DOCUMENT SECTION below:
CLAYTON, Mo. — The moment former Ladue officer Julia Crews fired what she thought was her Taser at a fleeing shoplifting suspect, she said she knew something was wrong.
“I yelled, Taser, Taser, Taser and then I heard a pop and it felt, it sounded, it was, it was just wrong,” Crews said, pausing to wipe away tears in an exclusive interview with the I-Team Monday. “And I didn’t even realize it when I got to her and it just destroyed my life and her life.
“She said, ‘You shot me,’ and I was just shocked.”
Crews opened up about the experience after second-degree assault charges were dropped against her for the 2019 shooting as part of a relatively new and rare program called Restorative Justice Mediation.
In a videoconference, Crews and the woman she shot that day, Ashley Fountain Hall, got a chance to talk about how the shooting changed their lives and how they felt justice should be served.
Ultimately, Fountain Hall agreed to drop the charges.
“Ashley’s happy and I’m happy, too,” Crews said, during the interview inside her attorney's office in Clayton. “I think Ashley and I both got closure out of it.”
Crews had 13 years on the Ladue Police force when the shooting happened.
It wasn’t her first choice as a profession but became one even though she majored in art education.
“I wanted to help people,” she said.
Her father saw an ad in a local newspaper announcing the Ladue Police Department was hiring.
“So I applied,” she said.
In April 2019, Crews was the department’s longest-tenured female officer, patrolling the St. Louis suburb of about 8,600 residents.
On April 23, 2019, she responded to the Schnucks at Ladue Crossing Shopping Center for a report of two women shoplifting and an alleged assault on the store’s employees.
In the parking lot, she found Fountain Hall.
“She matched the description,” Crews recalled.
Fountain Hall told Crews Schnucks employees were the ones who attacked her.
“She was pretty scratched up,” she recalled. “So I called an ambulance.”
While waiting for EMS workers to respond, Crews began putting Fountain Hall in handcuffs.
“We scuffled and she got away from me,” Crews recalled.
Crews thought she drew her Taser and fired.
“In the back of my head, I was like, ‘That doesn't sound right,'" Crews said. “It was all tunnel vision.
"And it just happened so fast. I didn't realize it, and I mean, it devastated me, and it took me a long time to forgive myself because it happened, because I would never purposely ever hurt anybody.”
End of DOCUMENT SECTION.
TASK 1 ▸
In the article about former Ladue officer Julia Crews, how many years had Crews served on the Ladue Police force when the shooting happened?
TASK 2 ▸
Carry the article about former Ladue officer Julia Crews forward, starting after its last sentence.
RECORDED DATA below:
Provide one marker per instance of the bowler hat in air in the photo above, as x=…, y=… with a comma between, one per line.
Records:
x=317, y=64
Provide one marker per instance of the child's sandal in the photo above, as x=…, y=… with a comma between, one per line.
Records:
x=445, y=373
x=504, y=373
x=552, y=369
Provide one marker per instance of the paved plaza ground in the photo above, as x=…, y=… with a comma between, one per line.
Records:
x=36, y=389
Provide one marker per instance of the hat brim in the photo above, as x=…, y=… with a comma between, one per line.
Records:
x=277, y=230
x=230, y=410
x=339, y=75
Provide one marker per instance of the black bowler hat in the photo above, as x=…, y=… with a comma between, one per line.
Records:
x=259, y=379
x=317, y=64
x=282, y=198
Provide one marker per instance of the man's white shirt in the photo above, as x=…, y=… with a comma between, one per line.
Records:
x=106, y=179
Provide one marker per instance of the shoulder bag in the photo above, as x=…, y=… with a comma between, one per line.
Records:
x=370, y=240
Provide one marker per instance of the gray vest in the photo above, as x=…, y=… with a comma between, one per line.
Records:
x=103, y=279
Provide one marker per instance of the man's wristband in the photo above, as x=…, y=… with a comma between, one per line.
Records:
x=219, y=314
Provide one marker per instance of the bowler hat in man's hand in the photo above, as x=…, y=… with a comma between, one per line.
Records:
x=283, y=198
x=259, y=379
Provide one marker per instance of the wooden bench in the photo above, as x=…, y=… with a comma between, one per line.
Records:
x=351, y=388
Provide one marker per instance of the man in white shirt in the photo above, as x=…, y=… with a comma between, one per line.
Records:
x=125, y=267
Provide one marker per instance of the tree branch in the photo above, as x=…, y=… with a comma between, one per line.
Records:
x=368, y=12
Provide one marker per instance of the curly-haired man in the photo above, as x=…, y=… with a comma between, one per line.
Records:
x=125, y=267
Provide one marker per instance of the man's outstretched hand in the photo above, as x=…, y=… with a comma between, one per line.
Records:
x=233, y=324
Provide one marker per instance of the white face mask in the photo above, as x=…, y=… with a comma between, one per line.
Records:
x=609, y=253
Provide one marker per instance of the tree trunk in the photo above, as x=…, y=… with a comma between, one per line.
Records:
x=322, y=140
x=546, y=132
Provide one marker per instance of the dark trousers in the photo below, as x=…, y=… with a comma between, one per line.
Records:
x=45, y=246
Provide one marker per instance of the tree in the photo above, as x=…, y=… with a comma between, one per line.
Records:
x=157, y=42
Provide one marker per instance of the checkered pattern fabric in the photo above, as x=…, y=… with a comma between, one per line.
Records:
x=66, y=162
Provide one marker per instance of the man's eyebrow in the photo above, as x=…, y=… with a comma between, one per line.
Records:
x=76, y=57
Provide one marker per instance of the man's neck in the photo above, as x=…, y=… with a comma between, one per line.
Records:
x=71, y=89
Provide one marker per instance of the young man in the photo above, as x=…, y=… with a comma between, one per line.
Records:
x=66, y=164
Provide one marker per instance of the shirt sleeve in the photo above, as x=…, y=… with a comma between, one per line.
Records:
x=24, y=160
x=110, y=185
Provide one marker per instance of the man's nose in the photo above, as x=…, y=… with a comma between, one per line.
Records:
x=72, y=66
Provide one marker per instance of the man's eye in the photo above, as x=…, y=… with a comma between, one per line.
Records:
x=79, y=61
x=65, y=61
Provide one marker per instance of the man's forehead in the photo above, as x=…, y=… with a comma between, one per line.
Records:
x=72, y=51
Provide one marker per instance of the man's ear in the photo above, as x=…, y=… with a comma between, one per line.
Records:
End of RECORDED DATA.
ANSWER 1 ▸
13 years.

ANSWER 2 ▸
Days later, St. Louis County Prosecuting Attorney Wesley Bell charged Crews with second-degree assault, which carries a punishment of between four and 10 years if convicted.
She resigned from the police department and tried to disappear as she waited for her trial date while out on bond.
“It was like a nightmare, I couldn’t believe it happened,” she said. “Because she stole from Schnucks, nobody deserves to get shot for that.
"And that was not my intention. Ever.”
Then, her attorney, Travis Noble, called to explain Bell believed the case was a good candidate for Restorative Justice Mediation.
“I was skeptical and I was on board for it, but, it's the Show-Me state,” she quipped.
On Nov. 5, the women logged into a Zoom chat room with a victim service’s advocate who works for the St. Louis County Prosecuting Attorney’s Office. Their facilitator was Seema Gajwani, the chief of the Restorative Justice Program for Attorney General of D.C. Karl Racine.
“It was like healing and it was good,” Crews said. “I just wanted to tell her how sorry I was, ask her to forgive me and I told her how much I loved her as a person.
“It was really good to be able to do that.”
The City of Ladue paid Fountain Hall a $2 million settlement.
She spent three weeks in the hospital after the shooting and had to have her spleen removed.
Crews is still working on her mental health and said she’s not planning to return to police work.
Now that her record is free of a pending felony charge, she’s hoping to find a job in a different profession.
For the past two years, she’s been cleaning houses to make ends meet for her family.
“I haven’t thought about the future,” she said, wiping tears from her face. “It’s just been one day at a time.”